Print the records exactly as written, and let no picture into the answer.

-------- Input material

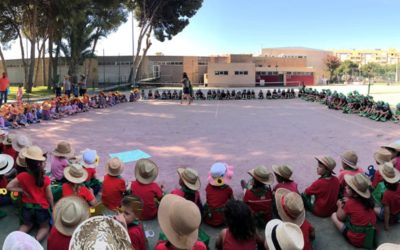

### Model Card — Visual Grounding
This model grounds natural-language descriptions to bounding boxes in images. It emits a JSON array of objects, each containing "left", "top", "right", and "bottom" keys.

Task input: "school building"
[{"left": 333, "top": 48, "right": 400, "bottom": 65}]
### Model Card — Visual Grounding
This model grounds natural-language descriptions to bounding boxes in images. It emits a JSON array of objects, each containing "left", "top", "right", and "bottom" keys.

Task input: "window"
[
  {"left": 215, "top": 71, "right": 228, "bottom": 76},
  {"left": 234, "top": 70, "right": 248, "bottom": 75}
]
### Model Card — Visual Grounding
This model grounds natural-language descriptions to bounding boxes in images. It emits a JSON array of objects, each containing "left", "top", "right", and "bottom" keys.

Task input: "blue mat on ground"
[{"left": 109, "top": 149, "right": 151, "bottom": 163}]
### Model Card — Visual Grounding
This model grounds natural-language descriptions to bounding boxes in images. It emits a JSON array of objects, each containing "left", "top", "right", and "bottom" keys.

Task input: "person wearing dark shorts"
[{"left": 181, "top": 72, "right": 192, "bottom": 105}]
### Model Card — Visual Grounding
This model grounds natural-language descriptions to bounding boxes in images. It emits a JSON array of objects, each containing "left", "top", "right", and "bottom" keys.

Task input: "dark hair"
[
  {"left": 26, "top": 158, "right": 45, "bottom": 187},
  {"left": 122, "top": 195, "right": 143, "bottom": 216},
  {"left": 349, "top": 186, "right": 375, "bottom": 209},
  {"left": 274, "top": 173, "right": 292, "bottom": 183},
  {"left": 252, "top": 178, "right": 265, "bottom": 188},
  {"left": 224, "top": 200, "right": 255, "bottom": 241},
  {"left": 179, "top": 179, "right": 196, "bottom": 202},
  {"left": 182, "top": 72, "right": 188, "bottom": 79},
  {"left": 384, "top": 181, "right": 399, "bottom": 191}
]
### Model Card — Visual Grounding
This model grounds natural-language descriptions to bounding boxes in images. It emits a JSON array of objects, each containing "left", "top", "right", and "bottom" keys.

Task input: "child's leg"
[
  {"left": 36, "top": 222, "right": 50, "bottom": 241},
  {"left": 331, "top": 212, "right": 345, "bottom": 231}
]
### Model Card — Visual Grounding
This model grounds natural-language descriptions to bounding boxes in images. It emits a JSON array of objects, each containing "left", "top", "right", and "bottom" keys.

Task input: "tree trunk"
[
  {"left": 87, "top": 28, "right": 101, "bottom": 84},
  {"left": 134, "top": 27, "right": 153, "bottom": 82},
  {"left": 0, "top": 47, "right": 7, "bottom": 75},
  {"left": 17, "top": 31, "right": 28, "bottom": 88},
  {"left": 47, "top": 35, "right": 53, "bottom": 89},
  {"left": 26, "top": 4, "right": 38, "bottom": 93},
  {"left": 52, "top": 41, "right": 61, "bottom": 90},
  {"left": 42, "top": 40, "right": 46, "bottom": 85},
  {"left": 34, "top": 39, "right": 43, "bottom": 86}
]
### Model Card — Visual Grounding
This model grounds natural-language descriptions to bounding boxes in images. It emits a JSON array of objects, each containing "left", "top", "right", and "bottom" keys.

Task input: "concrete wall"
[{"left": 206, "top": 62, "right": 256, "bottom": 87}]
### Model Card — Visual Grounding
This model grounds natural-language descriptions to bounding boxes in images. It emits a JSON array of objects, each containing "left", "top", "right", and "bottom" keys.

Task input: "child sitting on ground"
[
  {"left": 241, "top": 165, "right": 274, "bottom": 228},
  {"left": 264, "top": 219, "right": 304, "bottom": 250},
  {"left": 215, "top": 200, "right": 263, "bottom": 249},
  {"left": 0, "top": 154, "right": 13, "bottom": 218},
  {"left": 171, "top": 167, "right": 202, "bottom": 212},
  {"left": 114, "top": 195, "right": 147, "bottom": 250},
  {"left": 383, "top": 141, "right": 400, "bottom": 171},
  {"left": 51, "top": 141, "right": 74, "bottom": 182},
  {"left": 373, "top": 162, "right": 400, "bottom": 231},
  {"left": 204, "top": 162, "right": 234, "bottom": 227},
  {"left": 62, "top": 163, "right": 96, "bottom": 206},
  {"left": 272, "top": 164, "right": 299, "bottom": 193},
  {"left": 275, "top": 188, "right": 315, "bottom": 250},
  {"left": 80, "top": 149, "right": 101, "bottom": 195},
  {"left": 101, "top": 158, "right": 126, "bottom": 211},
  {"left": 7, "top": 145, "right": 54, "bottom": 242},
  {"left": 302, "top": 156, "right": 340, "bottom": 217},
  {"left": 337, "top": 150, "right": 364, "bottom": 196},
  {"left": 331, "top": 173, "right": 377, "bottom": 249},
  {"left": 371, "top": 147, "right": 395, "bottom": 188},
  {"left": 131, "top": 159, "right": 163, "bottom": 220},
  {"left": 47, "top": 196, "right": 90, "bottom": 250}
]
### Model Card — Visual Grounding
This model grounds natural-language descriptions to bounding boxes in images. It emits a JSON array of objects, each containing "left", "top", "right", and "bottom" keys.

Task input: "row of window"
[
  {"left": 214, "top": 70, "right": 249, "bottom": 76},
  {"left": 256, "top": 71, "right": 313, "bottom": 76}
]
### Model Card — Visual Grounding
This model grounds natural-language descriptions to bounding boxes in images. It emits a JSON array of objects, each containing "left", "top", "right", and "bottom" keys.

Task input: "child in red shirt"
[
  {"left": 81, "top": 149, "right": 101, "bottom": 195},
  {"left": 47, "top": 196, "right": 90, "bottom": 250},
  {"left": 171, "top": 167, "right": 202, "bottom": 212},
  {"left": 338, "top": 150, "right": 364, "bottom": 196},
  {"left": 303, "top": 156, "right": 340, "bottom": 217},
  {"left": 242, "top": 165, "right": 274, "bottom": 228},
  {"left": 272, "top": 164, "right": 299, "bottom": 193},
  {"left": 371, "top": 148, "right": 392, "bottom": 188},
  {"left": 383, "top": 141, "right": 400, "bottom": 171},
  {"left": 62, "top": 163, "right": 96, "bottom": 206},
  {"left": 331, "top": 174, "right": 377, "bottom": 249},
  {"left": 131, "top": 159, "right": 163, "bottom": 220},
  {"left": 374, "top": 162, "right": 400, "bottom": 231},
  {"left": 275, "top": 188, "right": 315, "bottom": 250},
  {"left": 101, "top": 158, "right": 126, "bottom": 211},
  {"left": 114, "top": 195, "right": 147, "bottom": 250},
  {"left": 7, "top": 145, "right": 54, "bottom": 242},
  {"left": 2, "top": 134, "right": 17, "bottom": 161},
  {"left": 0, "top": 153, "right": 13, "bottom": 218},
  {"left": 156, "top": 194, "right": 206, "bottom": 250},
  {"left": 204, "top": 162, "right": 234, "bottom": 227}
]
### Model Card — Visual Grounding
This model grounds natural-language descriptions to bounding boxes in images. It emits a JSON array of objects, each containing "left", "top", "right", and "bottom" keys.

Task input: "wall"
[{"left": 206, "top": 62, "right": 255, "bottom": 87}]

----------------

> [Response]:
### Model Card — Visual Grounding
This model grounds natural-language descriptions to bounding boxes in images. It emits a JSON array of objects, each containing "left", "top", "right", and "bottom" keys.

Task input: "school building"
[{"left": 333, "top": 48, "right": 400, "bottom": 65}]
### Model Card — Visual Grounding
This model grounds natural-language descriptions to bounding boxes in images. It emits a JSON array of objects, each containing "left", "top", "right", and "bottom" keys.

Task input: "window"
[
  {"left": 215, "top": 71, "right": 228, "bottom": 76},
  {"left": 234, "top": 70, "right": 248, "bottom": 75}
]
### Model Card — Visual Grounding
This model grounds natural-language descriptions to bounding boxes in images. It emits a JSON array of objects, each containing "left", "top", "right", and "bottom" keys.

Task input: "blue mat on ground"
[{"left": 109, "top": 149, "right": 151, "bottom": 163}]
### Model Card — Visual Grounding
This model grounds natural-language descriptions to bounding boxes in images. It emits a JSON array of objects, each containing "left", "top", "right", and "bottom" keys.

Task input: "person wearing dark shorts"
[{"left": 181, "top": 72, "right": 192, "bottom": 105}]
### Model Card — Visual Grounding
This model grounds natural-language descriptions to bounding boxes in images. It emits a JSON array of objects, each containing "left", "top", "right", and "bottom" keys.

Task input: "dark hair"
[
  {"left": 26, "top": 158, "right": 45, "bottom": 187},
  {"left": 122, "top": 195, "right": 143, "bottom": 216},
  {"left": 349, "top": 186, "right": 375, "bottom": 209},
  {"left": 274, "top": 173, "right": 292, "bottom": 183},
  {"left": 252, "top": 178, "right": 265, "bottom": 188},
  {"left": 224, "top": 200, "right": 255, "bottom": 241},
  {"left": 179, "top": 179, "right": 196, "bottom": 202},
  {"left": 182, "top": 72, "right": 188, "bottom": 79},
  {"left": 384, "top": 181, "right": 399, "bottom": 191}
]
### Model Card — Visual Grounding
This model grounds natural-language descriptions to bounding boxes in images. It emits a JSON array of objects, each containing "left", "top", "right", and "bottom" keys.

Task input: "child's leg"
[
  {"left": 36, "top": 222, "right": 50, "bottom": 241},
  {"left": 331, "top": 212, "right": 345, "bottom": 231}
]
### Model Card — Visual Grounding
This model grounds natural-language descriptions to bounding boxes in images. It emits a JSON array of objects, each containing "left", "top", "right", and "bottom" keys.

Task input: "tree trunk"
[
  {"left": 87, "top": 28, "right": 101, "bottom": 84},
  {"left": 134, "top": 27, "right": 153, "bottom": 82},
  {"left": 0, "top": 47, "right": 7, "bottom": 75},
  {"left": 17, "top": 31, "right": 28, "bottom": 88},
  {"left": 47, "top": 35, "right": 53, "bottom": 89},
  {"left": 26, "top": 4, "right": 38, "bottom": 93},
  {"left": 52, "top": 41, "right": 61, "bottom": 90},
  {"left": 42, "top": 40, "right": 46, "bottom": 85},
  {"left": 34, "top": 39, "right": 43, "bottom": 86}
]
### Model Card — Visual Grounding
This model grounds natural-language descriptions to bounding boxes in images. It emits a JSON array of objects, each containing "left", "top", "right", and "bottom" keys.

Task input: "concrete wall"
[{"left": 206, "top": 62, "right": 256, "bottom": 87}]
### Model Card — Visual Grounding
This model grounds natural-language descriptions to bounding boxes in images. It emits a JSON array of objects, each containing "left", "top", "right", and "bottom" keys.

Task input: "child sitting on ground"
[
  {"left": 241, "top": 165, "right": 274, "bottom": 228},
  {"left": 264, "top": 219, "right": 304, "bottom": 250},
  {"left": 215, "top": 200, "right": 263, "bottom": 249},
  {"left": 0, "top": 154, "right": 13, "bottom": 218},
  {"left": 171, "top": 167, "right": 202, "bottom": 212},
  {"left": 114, "top": 195, "right": 147, "bottom": 250},
  {"left": 383, "top": 141, "right": 400, "bottom": 171},
  {"left": 51, "top": 141, "right": 74, "bottom": 182},
  {"left": 373, "top": 162, "right": 400, "bottom": 231},
  {"left": 204, "top": 162, "right": 234, "bottom": 227},
  {"left": 62, "top": 163, "right": 96, "bottom": 206},
  {"left": 272, "top": 164, "right": 299, "bottom": 193},
  {"left": 275, "top": 188, "right": 315, "bottom": 250},
  {"left": 80, "top": 149, "right": 101, "bottom": 195},
  {"left": 101, "top": 158, "right": 126, "bottom": 211},
  {"left": 7, "top": 145, "right": 54, "bottom": 242},
  {"left": 302, "top": 156, "right": 340, "bottom": 217},
  {"left": 337, "top": 150, "right": 364, "bottom": 196},
  {"left": 331, "top": 173, "right": 377, "bottom": 249},
  {"left": 371, "top": 147, "right": 395, "bottom": 188},
  {"left": 131, "top": 159, "right": 163, "bottom": 220},
  {"left": 47, "top": 196, "right": 90, "bottom": 250}
]
### Model Card — Visual Grounding
This model grounds natural-language descriptions to bounding boxes in images. It emits a JSON array of objects, each containing "left", "top", "right", and "bottom" keys.

Task input: "row of window"
[
  {"left": 214, "top": 70, "right": 249, "bottom": 76},
  {"left": 256, "top": 71, "right": 313, "bottom": 76}
]
### Model Card — Visual Grounding
This model grounds natural-language descriptions to bounding boxes in images. It emits a JSON array of objects, each containing "left", "top", "right", and "bottom" keys.

Task input: "child in red shirt"
[
  {"left": 81, "top": 149, "right": 101, "bottom": 195},
  {"left": 47, "top": 196, "right": 90, "bottom": 250},
  {"left": 171, "top": 167, "right": 202, "bottom": 212},
  {"left": 338, "top": 150, "right": 364, "bottom": 196},
  {"left": 303, "top": 156, "right": 340, "bottom": 217},
  {"left": 242, "top": 165, "right": 274, "bottom": 228},
  {"left": 272, "top": 164, "right": 299, "bottom": 193},
  {"left": 371, "top": 148, "right": 392, "bottom": 188},
  {"left": 383, "top": 141, "right": 400, "bottom": 171},
  {"left": 62, "top": 163, "right": 96, "bottom": 206},
  {"left": 331, "top": 174, "right": 377, "bottom": 249},
  {"left": 131, "top": 159, "right": 163, "bottom": 220},
  {"left": 374, "top": 162, "right": 400, "bottom": 231},
  {"left": 275, "top": 188, "right": 315, "bottom": 250},
  {"left": 101, "top": 158, "right": 126, "bottom": 211},
  {"left": 114, "top": 195, "right": 147, "bottom": 250},
  {"left": 7, "top": 145, "right": 54, "bottom": 242},
  {"left": 2, "top": 134, "right": 17, "bottom": 161},
  {"left": 0, "top": 153, "right": 13, "bottom": 218},
  {"left": 156, "top": 194, "right": 206, "bottom": 250},
  {"left": 204, "top": 162, "right": 234, "bottom": 227}
]
### Model Card — Visual Grounding
This model grounds natural-language descriptions to bounding boxes in images. It emits a JSON array of objects, each containing "left", "top", "right", and "bottom" keys.

Task input: "wall"
[{"left": 206, "top": 62, "right": 255, "bottom": 87}]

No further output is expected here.